● **Фрагмент документа**
◆ ◆ ◆ ◆ ◆

На стороне ребенка - Страница 84


К оглавлению

84

Такое собственническое поведение спасает владельца животного от фрустраций: живое существо вырывают из пространства, где оно обитает, и делают с ним все, что хотят. То же самое часто делают и с ребенком: его отрывают от того, что составляет дух его пространства, вернее, вырывают из его телесного возраста, заключенного в его способе выражения, в его играх, в его общении с девочками и мальчиками его возраста. Взрослый отождествляет себя с ребенком, который, как ему кажется, получает удовольствие только от еды, и вот он его пичкает едой, хотя ребенок нуждается в уважительном отношении к своей личности и в субъекте, который поддерживает с ним проникнутое желанием общение; ребенок весь целиком существует в языке, все слышит, все понимает, но не умеет добиться, чтобы его услышали и поняли. В дальнейшем ребенок становится требовательным, страдает, если его разлучить с родителями – потому что в счастливую и еще бесконфликтную пору раннего детства он был частью существования своей матери, потом был объектом, которым она владела, объектом ее власти. Кошмар ребенка, который боится пантеры или волка, коренится в том, что в воображении ребенка поселилась пантера или волчица в образе его матери; мать и не подозревает, что он чувствует идущую от нее сознательную или закамуфлированную агрессивность, постоянным объектом которой он был в те времена, когда его отношения с миром и самая жизнь зависели от матери.

Как собака сопротивляется своему мучителю, так он обороняется, пуская в ход одновременно всю оральную и анальную энергию поступка (ночью испражняется в постель, днем в штанишки). Он делает так называемые глупости, экспериментирует на свой лад, а на его глупости реагируют то смехом, то бранью, то ласками, то криком, но никогда не пробуют справиться с ними при помощи языка, корректного разговора. Это толкает ребенка использовать не по назначению все предметы, которые попадаются ему на глаза. Такого ребенка все называют балованным, а на самом деле это несчастный ребенок – жертва, отвергнутая родителями, или жертва их требовательности. Он не может получить ни малейшей автономии, не угодив при этом в крайне опасную ситуацию или в полную зависимость.

◆ ◆ ◆ ◆ ◆

● **Исходные данные**

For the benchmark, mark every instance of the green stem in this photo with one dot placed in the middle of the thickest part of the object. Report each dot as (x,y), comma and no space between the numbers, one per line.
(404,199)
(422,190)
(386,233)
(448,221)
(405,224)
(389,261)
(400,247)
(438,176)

◆ ◆ ◆ ◆ ◆

● **Условия задания**
Пожалуйста, воспроизведите без изменений часть фрагмента документа, начиная со слов «Как собака сопротивляется» и продолжая вплоть до слов «в полную зависимость.».

● **Решение задачи**
Как собака сопротивляется своему мучителю, так он обороняется, пуская в ход одновременно всю оральную и анальную энергию поступка (ночью испражняется в постель, днем в штанишки). Он делает так называемые глупости, экспериментирует на свой лад, а на его глупости реагируют то смехом, то бранью, то ласками, то криком, но никогда не пробуют справиться с ними при помощи языка, корректного разговора. Это толкает ребенка использовать не по назначению все предметы, которые попадаются ему на глаза. Такого ребенка все называют балованным, а на самом деле это несчастный ребенок – жертва, отвергнутая родителями, или жертва их требовательности. Он не может получить ни малейшей автономии, не угодив при этом в крайне опасную ситуацию или в полную зависимость.